◆ **Brano del documento**:
Il Sole Domenica 19.6.16
Lo sterminio degli oggetti
Jan Gross documenta la ricerca dell’oro e altri beni preziosi tra teschi e ossa dissotterati a Treblinka da contadini polacchi
di Sergio Luzzatto
La
fotografia non è datata, ma risale all’immediato dopoguerra, 1945 o
dintorni. Prima di finire (recentemente) nel museo di Treblinka, in
Polonia, apparteneva a un abitante del vicino villaggio di Wólka
Okraglik. La foto mostra un gruppo di gente del posto, uomini e donne,
contadini e contadine della Masovia armati di pale e di vanghe, insieme
con alcuni poliziotti. È una foto-ricordo. Il gruppo di paesani si è
radunato intorno ai frutti di un raccolto ordinatamente disposto davanti
a loro. A un primo sguardo si direbbero zucche, o cocomeri. A guardar
meglio, si riconosce che il raccolto è fatto d’altro. È un raccolto di
teschi e di ossa. Frutti dissotterrati, evidentemente, nel gibboso campo
lì intorno. Nel terreno formato dalle ceneri degli ottocentomila ebrei
gassati a Treblinka fra il luglio 1942 e l’ottobre 1943.

◆ **Dati mostrati**:
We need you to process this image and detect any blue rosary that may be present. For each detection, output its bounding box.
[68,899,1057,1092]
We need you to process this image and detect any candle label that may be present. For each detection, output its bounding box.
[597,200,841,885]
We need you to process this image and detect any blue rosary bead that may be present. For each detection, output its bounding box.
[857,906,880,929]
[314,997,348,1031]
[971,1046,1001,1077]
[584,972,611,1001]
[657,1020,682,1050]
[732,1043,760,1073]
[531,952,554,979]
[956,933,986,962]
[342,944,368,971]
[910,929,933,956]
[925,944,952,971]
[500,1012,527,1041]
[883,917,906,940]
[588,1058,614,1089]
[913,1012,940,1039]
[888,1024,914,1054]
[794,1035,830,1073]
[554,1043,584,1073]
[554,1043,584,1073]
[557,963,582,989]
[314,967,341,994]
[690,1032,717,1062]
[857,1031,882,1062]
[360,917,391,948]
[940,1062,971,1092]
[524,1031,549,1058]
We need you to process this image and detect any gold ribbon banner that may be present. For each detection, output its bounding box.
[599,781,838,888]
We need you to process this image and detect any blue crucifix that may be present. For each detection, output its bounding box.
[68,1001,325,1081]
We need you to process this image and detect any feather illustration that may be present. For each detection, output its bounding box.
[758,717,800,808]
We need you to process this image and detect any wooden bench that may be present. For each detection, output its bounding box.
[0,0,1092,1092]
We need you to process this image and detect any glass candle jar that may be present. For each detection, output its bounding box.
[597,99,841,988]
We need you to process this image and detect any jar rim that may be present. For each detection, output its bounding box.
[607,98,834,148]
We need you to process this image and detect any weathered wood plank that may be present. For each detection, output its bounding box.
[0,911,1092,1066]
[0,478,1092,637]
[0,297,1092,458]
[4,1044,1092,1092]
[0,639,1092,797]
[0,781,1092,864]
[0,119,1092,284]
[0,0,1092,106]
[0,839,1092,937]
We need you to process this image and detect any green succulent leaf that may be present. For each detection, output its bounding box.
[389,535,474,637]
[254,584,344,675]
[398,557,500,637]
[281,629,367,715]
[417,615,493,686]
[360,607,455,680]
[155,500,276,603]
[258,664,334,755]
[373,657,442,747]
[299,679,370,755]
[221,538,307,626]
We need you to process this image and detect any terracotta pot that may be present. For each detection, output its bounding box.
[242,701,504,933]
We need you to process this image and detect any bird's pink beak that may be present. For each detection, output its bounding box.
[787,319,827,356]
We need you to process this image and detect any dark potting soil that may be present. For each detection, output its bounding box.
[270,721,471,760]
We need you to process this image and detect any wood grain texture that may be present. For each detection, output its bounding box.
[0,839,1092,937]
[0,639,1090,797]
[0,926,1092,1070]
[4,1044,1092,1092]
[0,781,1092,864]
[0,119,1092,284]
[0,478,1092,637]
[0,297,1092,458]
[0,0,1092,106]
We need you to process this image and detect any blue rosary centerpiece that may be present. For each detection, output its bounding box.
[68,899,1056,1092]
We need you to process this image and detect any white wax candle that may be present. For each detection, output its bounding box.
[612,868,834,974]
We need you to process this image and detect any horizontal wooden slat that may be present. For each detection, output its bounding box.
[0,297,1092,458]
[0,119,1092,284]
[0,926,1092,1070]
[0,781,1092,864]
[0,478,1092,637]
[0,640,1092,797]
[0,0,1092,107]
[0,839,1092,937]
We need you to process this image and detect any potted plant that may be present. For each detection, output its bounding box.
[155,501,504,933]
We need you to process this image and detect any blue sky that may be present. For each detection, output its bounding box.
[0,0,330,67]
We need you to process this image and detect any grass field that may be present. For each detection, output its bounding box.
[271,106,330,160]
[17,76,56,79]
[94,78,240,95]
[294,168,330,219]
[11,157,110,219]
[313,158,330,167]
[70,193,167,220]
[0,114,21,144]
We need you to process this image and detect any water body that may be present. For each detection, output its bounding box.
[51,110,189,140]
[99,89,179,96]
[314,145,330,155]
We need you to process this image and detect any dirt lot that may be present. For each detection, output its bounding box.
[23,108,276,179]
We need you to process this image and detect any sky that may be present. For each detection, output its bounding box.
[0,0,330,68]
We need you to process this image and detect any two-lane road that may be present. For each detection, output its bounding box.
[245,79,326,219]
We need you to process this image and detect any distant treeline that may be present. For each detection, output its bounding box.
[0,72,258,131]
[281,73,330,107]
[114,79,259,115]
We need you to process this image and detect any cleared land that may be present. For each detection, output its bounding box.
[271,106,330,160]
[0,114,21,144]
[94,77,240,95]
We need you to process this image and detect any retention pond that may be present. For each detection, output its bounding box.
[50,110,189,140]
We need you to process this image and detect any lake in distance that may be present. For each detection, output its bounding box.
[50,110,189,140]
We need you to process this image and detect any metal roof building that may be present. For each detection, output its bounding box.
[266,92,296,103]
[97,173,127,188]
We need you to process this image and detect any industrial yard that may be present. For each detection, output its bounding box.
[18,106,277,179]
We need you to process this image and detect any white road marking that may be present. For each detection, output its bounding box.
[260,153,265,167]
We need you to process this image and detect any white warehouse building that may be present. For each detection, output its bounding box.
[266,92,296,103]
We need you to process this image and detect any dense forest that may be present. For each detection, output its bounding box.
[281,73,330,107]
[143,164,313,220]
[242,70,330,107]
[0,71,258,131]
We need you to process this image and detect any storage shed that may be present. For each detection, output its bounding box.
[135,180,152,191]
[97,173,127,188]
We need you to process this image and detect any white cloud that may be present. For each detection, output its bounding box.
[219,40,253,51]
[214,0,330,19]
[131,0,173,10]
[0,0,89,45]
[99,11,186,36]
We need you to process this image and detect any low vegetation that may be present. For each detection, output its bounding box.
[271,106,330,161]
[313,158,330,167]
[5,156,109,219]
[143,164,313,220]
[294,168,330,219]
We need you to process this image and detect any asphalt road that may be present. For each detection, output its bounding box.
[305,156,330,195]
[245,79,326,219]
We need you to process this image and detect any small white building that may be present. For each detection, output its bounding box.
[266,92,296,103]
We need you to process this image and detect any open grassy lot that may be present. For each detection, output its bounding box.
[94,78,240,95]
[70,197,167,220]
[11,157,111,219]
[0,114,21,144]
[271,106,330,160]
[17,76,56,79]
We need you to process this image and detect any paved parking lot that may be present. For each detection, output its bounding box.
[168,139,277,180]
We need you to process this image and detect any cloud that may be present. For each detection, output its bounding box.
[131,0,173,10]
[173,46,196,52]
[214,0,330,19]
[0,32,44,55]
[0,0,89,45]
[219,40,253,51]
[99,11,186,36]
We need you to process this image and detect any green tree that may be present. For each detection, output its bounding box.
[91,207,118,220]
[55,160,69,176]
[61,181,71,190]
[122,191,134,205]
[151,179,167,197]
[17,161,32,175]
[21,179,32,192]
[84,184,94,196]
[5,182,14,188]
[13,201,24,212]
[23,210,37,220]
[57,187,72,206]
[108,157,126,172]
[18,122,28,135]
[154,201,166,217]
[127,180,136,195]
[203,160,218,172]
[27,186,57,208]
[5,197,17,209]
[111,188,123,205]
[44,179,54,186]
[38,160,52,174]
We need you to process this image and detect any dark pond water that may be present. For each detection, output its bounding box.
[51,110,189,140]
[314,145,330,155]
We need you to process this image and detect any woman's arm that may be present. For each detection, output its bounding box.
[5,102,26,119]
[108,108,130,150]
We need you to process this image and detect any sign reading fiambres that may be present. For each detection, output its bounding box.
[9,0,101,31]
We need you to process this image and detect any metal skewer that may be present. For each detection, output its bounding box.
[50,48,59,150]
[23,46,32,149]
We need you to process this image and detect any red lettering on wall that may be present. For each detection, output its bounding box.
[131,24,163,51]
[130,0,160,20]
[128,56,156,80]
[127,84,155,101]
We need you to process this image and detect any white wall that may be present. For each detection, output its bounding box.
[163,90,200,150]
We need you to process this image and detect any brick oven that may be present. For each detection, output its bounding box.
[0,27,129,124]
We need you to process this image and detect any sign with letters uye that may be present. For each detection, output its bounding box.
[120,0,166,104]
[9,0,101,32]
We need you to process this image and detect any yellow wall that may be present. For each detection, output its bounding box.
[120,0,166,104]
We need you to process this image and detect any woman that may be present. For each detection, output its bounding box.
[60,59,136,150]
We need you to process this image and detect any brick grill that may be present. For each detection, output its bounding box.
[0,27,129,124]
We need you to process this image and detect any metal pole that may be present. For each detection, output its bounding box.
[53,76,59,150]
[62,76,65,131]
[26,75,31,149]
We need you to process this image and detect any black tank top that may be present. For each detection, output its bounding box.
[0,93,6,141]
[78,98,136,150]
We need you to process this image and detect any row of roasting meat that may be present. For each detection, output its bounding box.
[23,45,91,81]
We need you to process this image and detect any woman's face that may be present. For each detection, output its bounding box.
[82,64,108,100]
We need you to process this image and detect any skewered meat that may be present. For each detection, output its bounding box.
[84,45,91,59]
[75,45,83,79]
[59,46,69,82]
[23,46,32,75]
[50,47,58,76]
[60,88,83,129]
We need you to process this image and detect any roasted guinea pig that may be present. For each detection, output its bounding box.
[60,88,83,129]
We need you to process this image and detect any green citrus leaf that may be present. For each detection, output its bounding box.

◆ **Consegna**:
Scrivi il seguito dell'articolo sulla foto scattata a Treblinka, cominciando subito dopo la sua ultima frase.

◆ **Risposta**:
Studioso
polacco emigrato da tempo negli Stati Uniti, Jan Gross ha costruito
sopra una lettura di questa foto il libro Un raccolto d’oro (Einaudi).
Più che una monografia, un saggio sul nesso storico esistente fra la
distruzione degli ebrei d’Europa e l’appropriazione della loro roba. I
paesani della foto-ricordo valgono da sineddoche, sono la parte per il
tutto. Appartengono a un piccolo esercito di zappatori che nella Polonia
“liberata” dall’Armata rossa dissotterravano i resti degli ebrei nella
speranza di trovar loro addosso – ancora – qualche bene prezioso.
Capsule dentarie d’oro, o gioielli nascosti dai morituri in chissà quali
orifizi corporali e sfuggiti alle ispezioni effettuate dalle SS sulla
soglia delle camere a gas.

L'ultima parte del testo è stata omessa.